## REQUIRED ACTION
Reply with the data below, repeated exactly in full.

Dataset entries
────────────────────────────────────────

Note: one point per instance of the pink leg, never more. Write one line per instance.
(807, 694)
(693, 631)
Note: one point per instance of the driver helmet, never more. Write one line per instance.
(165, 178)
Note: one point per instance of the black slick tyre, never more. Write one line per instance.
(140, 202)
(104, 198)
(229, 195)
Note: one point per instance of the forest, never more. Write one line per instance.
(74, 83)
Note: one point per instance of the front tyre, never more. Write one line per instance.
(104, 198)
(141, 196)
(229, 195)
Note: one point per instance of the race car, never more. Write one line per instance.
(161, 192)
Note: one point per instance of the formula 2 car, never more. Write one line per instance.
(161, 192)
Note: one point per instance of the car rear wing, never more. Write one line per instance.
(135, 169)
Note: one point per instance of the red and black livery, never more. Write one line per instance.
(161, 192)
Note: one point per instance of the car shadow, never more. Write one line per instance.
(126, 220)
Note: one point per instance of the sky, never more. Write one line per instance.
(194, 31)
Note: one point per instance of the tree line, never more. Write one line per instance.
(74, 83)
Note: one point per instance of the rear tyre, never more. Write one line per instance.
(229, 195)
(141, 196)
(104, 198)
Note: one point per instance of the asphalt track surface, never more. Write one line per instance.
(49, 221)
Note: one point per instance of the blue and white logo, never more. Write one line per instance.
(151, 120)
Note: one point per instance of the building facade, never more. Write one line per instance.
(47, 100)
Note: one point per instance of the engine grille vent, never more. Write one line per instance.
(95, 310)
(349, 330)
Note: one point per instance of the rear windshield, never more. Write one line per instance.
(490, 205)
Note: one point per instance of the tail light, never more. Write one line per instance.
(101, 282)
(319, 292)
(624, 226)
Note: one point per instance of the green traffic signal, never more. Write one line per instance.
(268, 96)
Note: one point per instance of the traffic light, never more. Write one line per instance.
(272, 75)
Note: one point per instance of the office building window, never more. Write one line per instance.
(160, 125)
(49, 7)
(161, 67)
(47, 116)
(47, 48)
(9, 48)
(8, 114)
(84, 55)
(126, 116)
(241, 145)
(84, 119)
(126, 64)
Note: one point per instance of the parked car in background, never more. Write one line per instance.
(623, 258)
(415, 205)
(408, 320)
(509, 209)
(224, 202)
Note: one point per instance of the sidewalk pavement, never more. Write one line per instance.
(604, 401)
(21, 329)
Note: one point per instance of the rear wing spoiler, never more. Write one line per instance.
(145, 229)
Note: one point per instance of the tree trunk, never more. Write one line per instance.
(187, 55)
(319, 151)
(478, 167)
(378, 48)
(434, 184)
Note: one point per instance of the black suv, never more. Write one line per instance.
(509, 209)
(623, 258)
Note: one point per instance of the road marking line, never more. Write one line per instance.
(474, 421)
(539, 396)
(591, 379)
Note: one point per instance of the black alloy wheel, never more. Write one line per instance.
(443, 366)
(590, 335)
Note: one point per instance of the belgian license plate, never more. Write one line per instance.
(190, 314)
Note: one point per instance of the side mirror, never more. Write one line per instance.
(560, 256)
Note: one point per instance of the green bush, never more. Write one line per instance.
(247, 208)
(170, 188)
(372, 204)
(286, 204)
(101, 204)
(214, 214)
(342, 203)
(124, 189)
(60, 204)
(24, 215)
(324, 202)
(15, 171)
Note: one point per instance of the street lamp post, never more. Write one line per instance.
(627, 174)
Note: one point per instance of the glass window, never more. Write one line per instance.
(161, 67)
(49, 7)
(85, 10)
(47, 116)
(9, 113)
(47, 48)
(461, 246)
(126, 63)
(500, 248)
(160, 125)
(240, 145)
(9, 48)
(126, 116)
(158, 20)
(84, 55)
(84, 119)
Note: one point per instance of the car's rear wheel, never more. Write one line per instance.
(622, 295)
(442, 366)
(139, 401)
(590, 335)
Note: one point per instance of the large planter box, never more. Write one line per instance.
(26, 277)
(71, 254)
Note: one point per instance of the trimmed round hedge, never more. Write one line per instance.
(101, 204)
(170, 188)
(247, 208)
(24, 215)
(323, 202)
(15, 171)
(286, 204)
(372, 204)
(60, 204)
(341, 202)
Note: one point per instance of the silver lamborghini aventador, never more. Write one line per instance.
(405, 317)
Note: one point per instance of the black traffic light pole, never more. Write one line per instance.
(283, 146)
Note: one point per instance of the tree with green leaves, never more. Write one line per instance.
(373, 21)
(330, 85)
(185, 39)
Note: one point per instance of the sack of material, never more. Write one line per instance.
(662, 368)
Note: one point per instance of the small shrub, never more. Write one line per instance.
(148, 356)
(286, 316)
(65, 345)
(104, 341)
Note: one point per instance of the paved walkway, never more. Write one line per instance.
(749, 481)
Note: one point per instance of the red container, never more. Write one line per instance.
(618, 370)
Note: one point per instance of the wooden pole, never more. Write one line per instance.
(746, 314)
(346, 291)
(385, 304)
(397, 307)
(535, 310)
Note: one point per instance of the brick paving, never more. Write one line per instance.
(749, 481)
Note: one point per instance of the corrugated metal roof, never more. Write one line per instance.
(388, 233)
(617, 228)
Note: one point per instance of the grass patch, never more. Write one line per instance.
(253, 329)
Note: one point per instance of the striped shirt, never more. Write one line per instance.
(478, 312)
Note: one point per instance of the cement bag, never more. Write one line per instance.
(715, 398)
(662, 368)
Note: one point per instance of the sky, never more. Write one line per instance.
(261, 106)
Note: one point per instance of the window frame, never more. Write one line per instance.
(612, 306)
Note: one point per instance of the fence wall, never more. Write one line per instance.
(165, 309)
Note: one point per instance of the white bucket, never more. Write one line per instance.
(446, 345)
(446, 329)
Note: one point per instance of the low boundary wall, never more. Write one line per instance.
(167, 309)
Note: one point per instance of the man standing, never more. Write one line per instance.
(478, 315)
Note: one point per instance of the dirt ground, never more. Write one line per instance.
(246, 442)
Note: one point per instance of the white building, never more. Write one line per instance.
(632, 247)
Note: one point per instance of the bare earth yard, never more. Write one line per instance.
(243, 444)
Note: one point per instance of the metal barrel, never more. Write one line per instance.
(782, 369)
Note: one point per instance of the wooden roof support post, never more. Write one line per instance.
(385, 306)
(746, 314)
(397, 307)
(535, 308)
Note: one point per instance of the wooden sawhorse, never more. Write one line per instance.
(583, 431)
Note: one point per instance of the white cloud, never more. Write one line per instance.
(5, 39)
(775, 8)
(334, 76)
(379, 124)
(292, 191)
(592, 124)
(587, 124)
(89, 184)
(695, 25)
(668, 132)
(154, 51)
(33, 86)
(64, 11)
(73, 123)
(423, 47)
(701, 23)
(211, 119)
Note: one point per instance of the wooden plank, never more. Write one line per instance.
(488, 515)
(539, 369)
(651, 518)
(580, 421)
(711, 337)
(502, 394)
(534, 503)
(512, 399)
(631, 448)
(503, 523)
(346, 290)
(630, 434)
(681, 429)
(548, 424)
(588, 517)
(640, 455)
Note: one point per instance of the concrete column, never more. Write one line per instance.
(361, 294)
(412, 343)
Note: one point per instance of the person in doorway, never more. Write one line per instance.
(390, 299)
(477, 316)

────────────────────────────────────────

## RESULT
Note: one point per instance of the pink leg, never more. Write one line per instance.
(807, 694)
(693, 631)
Note: one point per instance of the driver helmet, never more. Write one line per instance.
(165, 178)
Note: one point per instance of the black slick tyre, never more. Write one line per instance.
(140, 202)
(104, 198)
(229, 195)
Note: one point per instance of the forest, never more. Write one line per instance.
(74, 83)
Note: one point per instance of the front tyre, never more. Write one line per instance.
(104, 198)
(141, 196)
(229, 195)
Note: one point per instance of the race car, never more. Write one line per instance.
(161, 192)
Note: one point per instance of the formula 2 car, never more. Write one line per instance.
(161, 192)
Note: one point per instance of the car rear wing, never more. Write one line per instance.
(135, 169)
Note: one point per instance of the red and black livery, never more. Write one line per instance.
(161, 192)
Note: one point per instance of the car shadow, never more. Write one line per instance.
(126, 220)
Note: one point per instance of the sky, never more. Write one line per instance.
(194, 31)
Note: one point per instance of the tree line, never more. Write one line per instance.
(74, 83)
Note: one point per instance of the rear tyre, never more. Write one line per instance.
(229, 195)
(141, 196)
(104, 198)
Note: one point per instance of the asphalt track surface, never more. Write one line per instance.
(49, 221)
Note: one point per instance of the blue and white logo, never more. Write one line per instance.
(151, 120)
Note: one point per instance of the building facade, never more. Write one line per instance.
(47, 100)
Note: one point per instance of the engine grille vent, never more. Write one line per instance.
(95, 310)
(349, 330)
Note: one point per instance of the rear windshield, never more. Write one line per instance.
(490, 205)
Note: one point per instance of the tail light, never more. Write one line per instance.
(101, 282)
(319, 292)
(624, 226)
Note: one point per instance of the green traffic signal, never more. Write one line per instance.
(268, 96)
Note: one point per instance of the traffic light, never more. Write one line per instance.
(272, 75)
Note: one point per instance of the office building window, never more. Write one line per instance.
(160, 125)
(49, 7)
(161, 67)
(47, 116)
(47, 48)
(9, 48)
(8, 114)
(84, 55)
(126, 116)
(241, 145)
(84, 119)
(126, 64)
Note: one point per instance of the parked car in background, never more. Write one line per instance.
(623, 258)
(415, 205)
(408, 320)
(509, 209)
(224, 202)
Note: one point per instance of the sidewalk pavement, never more. Write one line per instance.
(604, 401)
(21, 329)
Note: one point per instance of the rear wing spoiler, never more. Write one line per instance.
(145, 229)
Note: one point per instance of the tree trunk, never more. Write one line per instance.
(187, 55)
(319, 151)
(478, 167)
(378, 48)
(434, 184)
Note: one point per instance of the black suv, never more. Write one line per instance.
(509, 209)
(623, 258)
Note: one point per instance of the road marking line, never more. Write one line per instance.
(474, 421)
(539, 396)
(591, 379)
Note: one point per instance of the black alloy wheel, never more. Write one line per instance.
(443, 366)
(590, 335)
Note: one point per instance of the belgian license plate, never more. Write one line per instance.
(190, 314)
Note: one point per instance of the side mirror, never more. Write one line per instance.
(560, 256)
Note: one point per instance of the green bush, never more. Write one line per instance.
(247, 208)
(170, 188)
(372, 204)
(286, 204)
(101, 204)
(214, 214)
(342, 203)
(124, 189)
(60, 204)
(24, 215)
(324, 202)
(15, 171)
Note: one point per instance of the street lamp post, never more. Write one line per instance.
(627, 174)
Note: one point per instance of the glass window, never more. Write one line per instance.
(161, 67)
(49, 7)
(85, 10)
(47, 116)
(9, 113)
(47, 48)
(461, 246)
(126, 63)
(500, 248)
(160, 125)
(240, 145)
(9, 48)
(126, 116)
(158, 20)
(84, 55)
(84, 119)
Note: one point per instance of the car's rear wheel, never more. Write one line per instance.
(622, 295)
(442, 366)
(139, 401)
(590, 335)
Note: one point per instance of the large planter box, never more. Write one line per instance.
(26, 277)
(71, 254)
Note: one point per instance of the trimmed round hedge, never more. Write one line per instance.
(101, 204)
(170, 188)
(247, 208)
(24, 215)
(323, 202)
(15, 171)
(286, 204)
(372, 204)
(60, 204)
(341, 202)
Note: one point per instance of the silver lamborghini aventador, never more. Write one line per instance.
(405, 317)
Note: one point per instance of the black traffic light pole, never more. Write one line per instance.
(283, 146)
Note: one point per instance of the tree with green leaves, never more. Write one line per instance.
(373, 21)
(330, 85)
(185, 39)
Note: one point per instance of the sack of material, never more. Write one line per instance.
(662, 368)
Note: one point per instance of the small shrub, never more. Write one line per instance.
(148, 356)
(286, 316)
(65, 345)
(104, 341)
Note: one point per instance of the paved walkway, never more. Write one line per instance.
(749, 481)
Note: one point per instance of the red container, never more. Write one line per instance.
(618, 370)
Note: one point per instance of the wooden pole, never more. Write one line per instance.
(746, 314)
(346, 291)
(385, 304)
(397, 307)
(535, 310)
Note: one point per instance of the brick paving, never more. Write one line per instance.
(749, 481)
Note: one point per instance of the corrugated metal roof, never more. Write one line per instance.
(388, 233)
(617, 228)
Note: one point per instance of the grass patch, never more. Write one line per instance.
(253, 329)
Note: one point per instance of the striped shirt, never more. Write one line per instance.
(478, 312)
Note: one point per instance of the cement bag, never more. Write one line per instance.
(715, 398)
(662, 368)
Note: one point per instance of the sky, never more. Write one line per instance.
(261, 106)
Note: one point per instance of the window frame, never more. Write one line per instance.
(612, 306)
Note: one point per instance of the fence wall, never more. Write one line per instance.
(165, 309)
Note: one point per instance of the white bucket, never more. Write one line per instance.
(446, 345)
(446, 329)
Note: one point per instance of the low boundary wall, never more. Write one line per instance.
(167, 309)
Note: one point per instance of the man standing, never more. Write one line per instance.
(478, 315)
Note: one point per instance of the dirt ground, never more. Write one line per instance.
(246, 442)
Note: one point per instance of the white building, never more. Write one line per instance.
(632, 247)
Note: one point per instance of the bare earth yard, never more. Write one line per instance.
(243, 444)
Note: one point per instance of the metal barrel, never more. Write one line per instance.
(782, 369)
Note: one point per instance of the wooden roof support post, never more. Write one line per instance.
(385, 306)
(746, 314)
(397, 307)
(535, 308)
Note: one point per instance of the wooden sawhorse, never more. Write one line per instance.
(583, 431)
Note: one point per instance of the white cloud, never more. Write one line per instance.
(5, 39)
(775, 8)
(334, 76)
(379, 124)
(292, 191)
(592, 124)
(587, 124)
(89, 184)
(695, 25)
(668, 132)
(154, 51)
(33, 86)
(64, 11)
(73, 123)
(423, 47)
(701, 23)
(211, 119)
Note: one point per instance of the wooden plank, never more. Write one line per instance.
(488, 515)
(539, 369)
(651, 518)
(580, 421)
(711, 337)
(502, 394)
(534, 503)
(512, 399)
(631, 448)
(503, 523)
(346, 290)
(630, 434)
(681, 429)
(548, 424)
(588, 517)
(640, 455)
Note: one point per instance of the concrete column, never more. Write one line per instance.
(361, 294)
(412, 343)
Note: one point per instance of the person in doorway, never more. Write one line per instance.
(390, 299)
(477, 316)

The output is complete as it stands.